→ **TASK TO COMPLETE**: Could you copy the records below word for word, starting at the line containing "obj: stone molding | fmt: x1,y1 -> x2,y2" and ending at the line containing "0,535 -> 706,739", with both of those lines included and the pictures left out?

→ **ITEMS**:
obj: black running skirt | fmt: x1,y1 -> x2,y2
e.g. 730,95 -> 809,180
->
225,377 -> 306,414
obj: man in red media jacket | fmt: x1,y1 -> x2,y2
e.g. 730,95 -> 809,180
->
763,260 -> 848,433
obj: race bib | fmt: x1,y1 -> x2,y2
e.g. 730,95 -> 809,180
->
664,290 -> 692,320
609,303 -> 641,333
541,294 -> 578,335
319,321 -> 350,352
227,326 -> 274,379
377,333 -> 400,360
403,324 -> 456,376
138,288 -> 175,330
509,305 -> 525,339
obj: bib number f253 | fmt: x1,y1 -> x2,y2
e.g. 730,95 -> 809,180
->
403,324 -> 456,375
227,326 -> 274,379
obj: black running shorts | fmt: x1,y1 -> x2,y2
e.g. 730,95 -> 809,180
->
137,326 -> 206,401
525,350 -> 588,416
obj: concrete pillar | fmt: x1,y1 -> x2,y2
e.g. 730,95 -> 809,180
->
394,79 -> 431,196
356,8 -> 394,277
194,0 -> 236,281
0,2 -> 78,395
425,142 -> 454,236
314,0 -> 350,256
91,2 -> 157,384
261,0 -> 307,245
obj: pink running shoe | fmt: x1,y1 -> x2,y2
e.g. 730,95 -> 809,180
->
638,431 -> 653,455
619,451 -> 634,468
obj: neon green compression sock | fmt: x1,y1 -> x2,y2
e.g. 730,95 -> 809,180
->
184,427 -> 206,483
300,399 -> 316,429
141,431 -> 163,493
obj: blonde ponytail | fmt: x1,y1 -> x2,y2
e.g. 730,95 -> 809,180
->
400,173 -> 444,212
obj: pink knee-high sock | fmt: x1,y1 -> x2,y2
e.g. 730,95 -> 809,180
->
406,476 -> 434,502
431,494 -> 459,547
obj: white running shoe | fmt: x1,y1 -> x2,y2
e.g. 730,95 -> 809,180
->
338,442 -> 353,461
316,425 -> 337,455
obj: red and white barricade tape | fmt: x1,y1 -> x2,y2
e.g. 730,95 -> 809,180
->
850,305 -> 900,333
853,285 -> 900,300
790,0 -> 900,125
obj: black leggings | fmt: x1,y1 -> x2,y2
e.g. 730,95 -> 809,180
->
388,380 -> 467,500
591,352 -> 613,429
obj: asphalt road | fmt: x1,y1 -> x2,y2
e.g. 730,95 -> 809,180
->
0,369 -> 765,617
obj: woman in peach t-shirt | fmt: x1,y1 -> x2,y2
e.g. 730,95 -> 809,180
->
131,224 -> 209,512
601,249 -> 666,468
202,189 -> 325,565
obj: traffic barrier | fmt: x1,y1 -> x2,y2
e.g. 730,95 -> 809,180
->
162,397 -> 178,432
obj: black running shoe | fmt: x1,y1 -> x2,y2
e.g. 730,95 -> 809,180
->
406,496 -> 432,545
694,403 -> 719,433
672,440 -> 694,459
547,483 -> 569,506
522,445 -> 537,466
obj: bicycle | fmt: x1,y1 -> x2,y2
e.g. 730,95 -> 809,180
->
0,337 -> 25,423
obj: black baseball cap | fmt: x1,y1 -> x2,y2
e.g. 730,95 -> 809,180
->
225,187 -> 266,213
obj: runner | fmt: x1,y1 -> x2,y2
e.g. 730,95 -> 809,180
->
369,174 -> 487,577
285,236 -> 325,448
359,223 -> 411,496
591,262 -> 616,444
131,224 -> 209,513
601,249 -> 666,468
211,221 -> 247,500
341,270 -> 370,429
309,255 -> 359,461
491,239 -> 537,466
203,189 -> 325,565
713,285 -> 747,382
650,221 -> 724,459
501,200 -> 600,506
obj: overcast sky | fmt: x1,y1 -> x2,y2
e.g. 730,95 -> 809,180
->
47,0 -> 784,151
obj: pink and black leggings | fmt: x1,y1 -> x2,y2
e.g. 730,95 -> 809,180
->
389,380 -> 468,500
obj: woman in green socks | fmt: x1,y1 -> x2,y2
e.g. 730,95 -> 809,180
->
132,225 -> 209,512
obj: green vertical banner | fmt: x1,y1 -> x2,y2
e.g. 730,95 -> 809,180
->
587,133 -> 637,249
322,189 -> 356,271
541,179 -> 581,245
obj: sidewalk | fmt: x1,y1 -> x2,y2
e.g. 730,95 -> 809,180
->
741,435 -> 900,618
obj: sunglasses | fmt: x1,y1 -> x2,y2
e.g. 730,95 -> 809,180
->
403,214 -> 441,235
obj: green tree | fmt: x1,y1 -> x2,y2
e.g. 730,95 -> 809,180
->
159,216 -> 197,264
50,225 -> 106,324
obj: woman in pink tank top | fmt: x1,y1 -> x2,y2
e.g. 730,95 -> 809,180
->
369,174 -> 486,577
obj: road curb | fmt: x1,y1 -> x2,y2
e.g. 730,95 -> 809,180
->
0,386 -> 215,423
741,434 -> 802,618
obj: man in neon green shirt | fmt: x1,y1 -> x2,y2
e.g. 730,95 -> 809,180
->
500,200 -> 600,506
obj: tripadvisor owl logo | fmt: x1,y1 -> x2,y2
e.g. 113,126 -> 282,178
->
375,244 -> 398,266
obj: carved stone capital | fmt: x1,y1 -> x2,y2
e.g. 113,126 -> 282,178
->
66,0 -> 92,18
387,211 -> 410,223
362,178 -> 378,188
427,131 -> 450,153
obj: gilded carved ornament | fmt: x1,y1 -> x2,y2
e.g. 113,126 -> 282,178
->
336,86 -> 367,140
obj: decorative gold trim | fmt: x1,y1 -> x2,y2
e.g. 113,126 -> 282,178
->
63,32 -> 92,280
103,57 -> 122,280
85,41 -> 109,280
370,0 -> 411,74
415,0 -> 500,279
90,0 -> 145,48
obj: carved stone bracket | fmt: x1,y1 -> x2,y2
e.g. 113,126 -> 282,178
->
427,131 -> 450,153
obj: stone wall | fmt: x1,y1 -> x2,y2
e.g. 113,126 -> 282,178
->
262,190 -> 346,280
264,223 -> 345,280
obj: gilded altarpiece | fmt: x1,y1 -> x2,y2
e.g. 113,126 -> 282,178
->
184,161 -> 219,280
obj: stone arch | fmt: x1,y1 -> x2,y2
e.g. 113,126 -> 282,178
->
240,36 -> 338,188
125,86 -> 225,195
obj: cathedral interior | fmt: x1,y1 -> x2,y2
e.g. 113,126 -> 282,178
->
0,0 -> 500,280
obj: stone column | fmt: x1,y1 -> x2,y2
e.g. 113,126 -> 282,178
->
--
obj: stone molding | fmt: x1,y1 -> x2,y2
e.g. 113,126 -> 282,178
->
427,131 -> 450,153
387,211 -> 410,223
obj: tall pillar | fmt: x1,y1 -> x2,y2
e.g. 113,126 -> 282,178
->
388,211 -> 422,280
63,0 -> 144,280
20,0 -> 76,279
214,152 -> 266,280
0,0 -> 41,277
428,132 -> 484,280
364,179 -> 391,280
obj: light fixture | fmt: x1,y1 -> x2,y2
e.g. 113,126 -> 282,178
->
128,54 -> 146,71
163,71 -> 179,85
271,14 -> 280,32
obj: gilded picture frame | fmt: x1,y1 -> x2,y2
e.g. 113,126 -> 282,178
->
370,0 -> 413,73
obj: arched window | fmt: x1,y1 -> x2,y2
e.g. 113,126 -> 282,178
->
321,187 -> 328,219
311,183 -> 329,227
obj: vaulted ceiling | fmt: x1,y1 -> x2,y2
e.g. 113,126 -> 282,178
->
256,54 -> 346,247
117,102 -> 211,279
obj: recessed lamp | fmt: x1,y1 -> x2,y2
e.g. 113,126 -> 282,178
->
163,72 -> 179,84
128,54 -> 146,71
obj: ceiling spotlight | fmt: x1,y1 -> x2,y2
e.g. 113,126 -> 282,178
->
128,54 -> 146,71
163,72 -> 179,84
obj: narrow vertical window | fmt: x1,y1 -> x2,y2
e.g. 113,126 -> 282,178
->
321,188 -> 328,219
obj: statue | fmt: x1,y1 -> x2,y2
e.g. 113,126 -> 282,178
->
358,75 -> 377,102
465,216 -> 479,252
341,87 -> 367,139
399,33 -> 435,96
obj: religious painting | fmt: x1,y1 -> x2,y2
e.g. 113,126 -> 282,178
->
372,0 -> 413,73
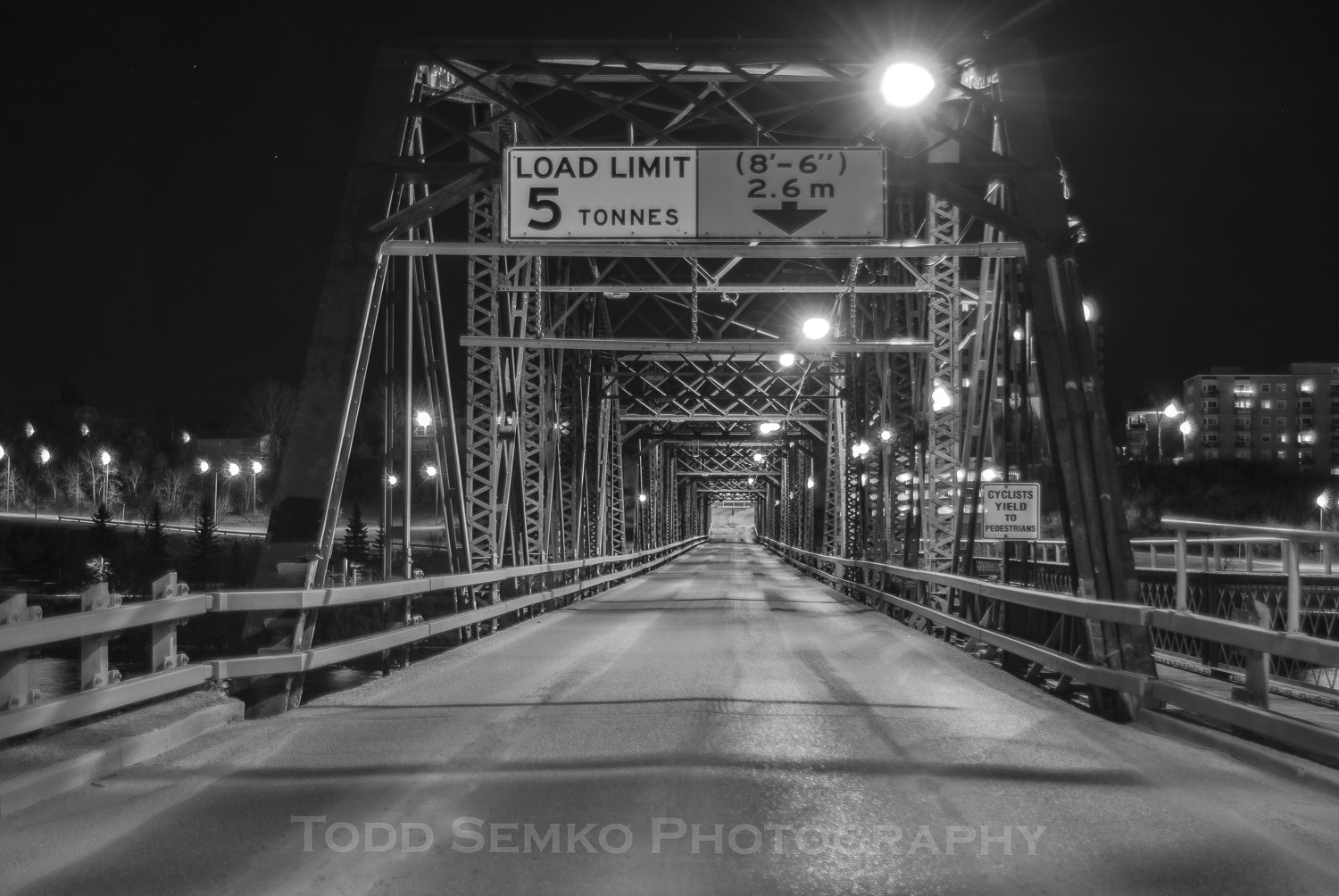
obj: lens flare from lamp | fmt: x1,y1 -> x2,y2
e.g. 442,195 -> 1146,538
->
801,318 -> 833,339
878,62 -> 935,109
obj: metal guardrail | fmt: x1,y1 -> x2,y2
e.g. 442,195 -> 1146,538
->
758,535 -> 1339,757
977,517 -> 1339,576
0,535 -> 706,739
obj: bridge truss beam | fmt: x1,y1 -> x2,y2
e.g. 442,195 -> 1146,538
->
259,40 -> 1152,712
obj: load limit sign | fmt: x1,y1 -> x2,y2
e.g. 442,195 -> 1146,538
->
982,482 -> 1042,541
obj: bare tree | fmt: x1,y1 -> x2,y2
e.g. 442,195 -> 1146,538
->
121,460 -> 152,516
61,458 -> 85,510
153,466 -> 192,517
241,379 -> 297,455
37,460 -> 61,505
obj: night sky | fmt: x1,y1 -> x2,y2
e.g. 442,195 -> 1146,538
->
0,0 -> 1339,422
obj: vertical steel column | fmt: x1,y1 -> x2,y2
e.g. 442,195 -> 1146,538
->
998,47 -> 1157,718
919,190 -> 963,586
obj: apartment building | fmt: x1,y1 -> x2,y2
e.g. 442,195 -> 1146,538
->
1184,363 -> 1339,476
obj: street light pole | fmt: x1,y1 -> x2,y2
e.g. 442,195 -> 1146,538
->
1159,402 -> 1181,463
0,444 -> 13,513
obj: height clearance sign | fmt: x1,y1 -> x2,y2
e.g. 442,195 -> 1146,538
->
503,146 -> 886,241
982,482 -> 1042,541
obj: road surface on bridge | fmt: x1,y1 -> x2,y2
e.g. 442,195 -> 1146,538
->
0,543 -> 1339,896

→ **EXERCISE SOLUTION**:
obj: stone molding | fmt: x1,y1 -> x2,y2
e.g. 113,126 -> 282,178
->
427,131 -> 450,153
387,211 -> 410,223
obj: tall pillar | fmt: x1,y1 -> x2,y2
e.g. 113,126 -> 282,178
->
388,211 -> 422,280
63,0 -> 144,280
20,0 -> 76,279
214,152 -> 266,280
0,0 -> 41,277
428,132 -> 484,280
364,179 -> 391,280
obj: light fixture | fmt: x1,y1 -> x2,y2
e.g. 113,126 -> 282,178
->
128,54 -> 146,71
163,71 -> 179,85
271,14 -> 280,32
obj: gilded picture frame | fmt: x1,y1 -> x2,y2
e.g. 113,126 -> 282,178
->
370,0 -> 413,73
obj: arched window | fmt: x1,y1 -> x2,y2
e.g. 113,126 -> 282,178
->
321,187 -> 328,219
311,183 -> 329,227
obj: vaulted ceiling | fmt: x1,y1 -> x2,y2
e.g. 113,126 -> 282,178
->
256,54 -> 346,247
117,102 -> 211,279
obj: recessed lamp | fmt: x1,y1 -> x2,y2
e.g. 113,126 -> 282,178
->
163,72 -> 179,84
128,54 -> 146,71
obj: ceiling spotlight | fmt: x1,y1 -> x2,y2
e.g. 113,126 -> 282,178
->
128,54 -> 146,71
163,72 -> 179,84
obj: narrow vertical window | fmt: x1,y1 -> x2,y2
e.g. 113,126 -> 282,178
->
321,188 -> 328,219
obj: statue | fmt: x1,y1 -> x2,y2
e.g. 113,126 -> 282,178
->
358,75 -> 377,102
465,216 -> 479,252
341,87 -> 367,139
399,33 -> 435,96
obj: religious painting | fmt: x1,y1 -> x2,y2
e.g. 113,126 -> 282,178
->
372,0 -> 413,73
obj: lens flare from lamp | fmt: x1,y1 -> x2,y2
e.g. 442,195 -> 1146,538
->
801,318 -> 833,339
878,62 -> 935,109
obj: metal guardrail | fmt: x1,y1 -> x2,y2
e.g. 442,195 -> 1146,538
->
758,535 -> 1339,757
977,517 -> 1339,576
0,535 -> 706,739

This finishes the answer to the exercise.